Required tasks —
• A. In one to three sentences, explain why the Nativity letter's author wishes that concerns about the Covid variants could be discussed in light of the teachings of the Faith.
• B. In the Nativity letter, whose discourse on the Nativity supplies the line "The Ancient of Days is become a Child, to make people children of God"?

Study text —
##########

Beloved Clergy, Monastics, and Faithful of the Diocese of the Midwest:

Christ is Born! — Glorify Him!

Man was made in the image of God, but he sinned, and lost immortality. He fell from the divine and better life, enslaved completely by corruption. Now the wise Creator fashions him again, for He has been glorified. (Verse from Ode 1 of the Nativity Canon)

This verse from the Nativity Canon underscores the reality of what we continually deal with in the Christian life. It seems like we need to repeatedly visit this verse, as we don’t seem to get it. I fear that our Diocese and our churches continue to be affected by polarizing issues. These issues continue to revolve around ideology, morality, religious practices, politics, and now how to address the continuing pandemic with its new variants. Many have told me that they are weary of dealing with the latter issue. They are sick and tired of talking about it. People just want to move on and focus on the Gospel and the spiritual well being of our people. But the disagreement continues in the Diocese over how to move on.

What does the Feast of our Lord’s Nativity offer us this day to help us address these issues in our daily lives?

First we need to see that in this Mystery of God becoming Man, our Lord identifies with the whole of our fallen humanity.  He identifies with us and becomes fully man for all; whether we are conservative or liberal, white or black, capitalist or socialist, High church or Low Church, cradle or convert, pro-mask or anti-mask, and pro-vaccine, or anti-vaccine.  The Church has had to address these realities since the time of the Apostles (just read Galatians, 1 Corinthians, or Acts, and you will see what I mean).  But our Lord in assuming our fallen nature refashions and recreates us so that we might transcend the visible and find our fulfillment as human beings in the world that is invisible.  Thus the Litya verse from Compline also says:

“Today heaven and earth are united, for Christ is born.  Today God has come to earth and man ascends to heaven.”

In His person, the eternally begotten Son of God becomes the Son of man and assumes our fallen nature to fulfill our true humanity in His Kingdom.  He transcends the sectarianism and polarities of our time by becoming the New Adam, the “first-born from the dead.”  Our entire fallen humanity is recreated and united in Christ.  St. Gregory the Wonderworker makes this point in his discourse on the Nativity:

“The Ancient of Days is become a Child, to make people children of God.”

The Prophet Isaiah and St. Paul speak of the fruit of this reality in verses that are read during the services of the Nativity:

“The wolf shall dwell with the lamb, and the leopard shall lie down with the kid, and the calf and the lion and the fatling together, and a little child shall lead them.  The cow and the bear shall feed; their young shall lie down together; and the lion shall eat straw like the ox.  The sucking child shall play over the hole of the asp, and the weaned child shall put his hand on the adder’s den.  They shall not hurt or destroy in my entire holy mountain; for the earth shall be full of the knowledge of the Lord as the waters cover the sea.” Isaiah 11:6-9

For as many of you as were baptized into Christ have put on Christ.  There is neither Jew nor Greek, there is neither slave nor free, there is neither male nor female; for you are all one in Christ Jesus. Galatians 3:27-28

The incarnation of Our Lord teaches us how we can address the fallen realities of our time in our witness to the Truth in love. His Nativity shows us that all we believe, teach, and do in the Church is intimately tied to its fulfillment in His Kingdom. The minute we separate this relationship we end up preaching religion, ideology, or legislated moral codes.  As to the continuing challenges the variants of Covid present us, I wish we could find a way to discuss these concerns in light of the teachings of our Faith. By not doing so, all of the above issues become ends in themselves and thus idols; this has nothing to do with gospel, the Good News of Christ’s life-creating Death, and His Glorious Resurrection.

I pray that the Lord continue to enlighten us in our celebration of the Great Feast of His Holy Nativity and upcoming Holy Theophany. Please pray for me.

May the Nativity of Our Lord bring you blessings, joy, and peace.

With love in Christ,

The unworthy Archbishop Paul

To be read during Nativity services and/or circulated among the faithful of the Diocese.

##########

Provided information —
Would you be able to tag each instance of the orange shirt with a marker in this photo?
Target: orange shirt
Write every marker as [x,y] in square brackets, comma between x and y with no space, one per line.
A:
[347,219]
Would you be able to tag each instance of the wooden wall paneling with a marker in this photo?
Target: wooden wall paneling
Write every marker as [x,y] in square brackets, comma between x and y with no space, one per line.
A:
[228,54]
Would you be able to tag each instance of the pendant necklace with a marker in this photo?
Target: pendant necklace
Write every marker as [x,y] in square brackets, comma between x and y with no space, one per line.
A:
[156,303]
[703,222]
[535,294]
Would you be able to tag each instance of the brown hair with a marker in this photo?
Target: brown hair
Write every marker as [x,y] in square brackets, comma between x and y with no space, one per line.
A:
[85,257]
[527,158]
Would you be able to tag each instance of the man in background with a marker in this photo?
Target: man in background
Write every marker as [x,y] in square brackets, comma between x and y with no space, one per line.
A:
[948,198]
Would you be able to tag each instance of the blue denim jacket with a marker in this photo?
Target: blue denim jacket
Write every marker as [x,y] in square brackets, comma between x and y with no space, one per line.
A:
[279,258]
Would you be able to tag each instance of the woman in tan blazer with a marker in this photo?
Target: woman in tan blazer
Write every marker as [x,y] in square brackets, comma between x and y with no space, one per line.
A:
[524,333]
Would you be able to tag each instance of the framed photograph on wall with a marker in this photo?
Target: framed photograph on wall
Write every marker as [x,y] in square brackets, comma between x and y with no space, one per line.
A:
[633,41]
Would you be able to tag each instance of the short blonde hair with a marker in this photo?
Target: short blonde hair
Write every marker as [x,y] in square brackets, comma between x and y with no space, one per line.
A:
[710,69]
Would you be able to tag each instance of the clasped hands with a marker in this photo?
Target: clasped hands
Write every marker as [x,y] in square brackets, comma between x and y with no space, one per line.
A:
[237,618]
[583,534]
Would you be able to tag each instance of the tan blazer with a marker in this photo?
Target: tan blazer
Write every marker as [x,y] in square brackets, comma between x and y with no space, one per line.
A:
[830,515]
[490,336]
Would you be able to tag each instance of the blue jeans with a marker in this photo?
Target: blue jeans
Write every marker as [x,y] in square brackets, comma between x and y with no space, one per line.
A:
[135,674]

##########

Answers below —
• A. The author says that if these concerns are not discussed in light of the Faith, they and the other issues become ends in themselves and thus idols. Such idols have nothing to do with the gospel, the Good News of Christ's life-creating Death and His Glorious Resurrection.

• B. St. Gregory the Wonderworker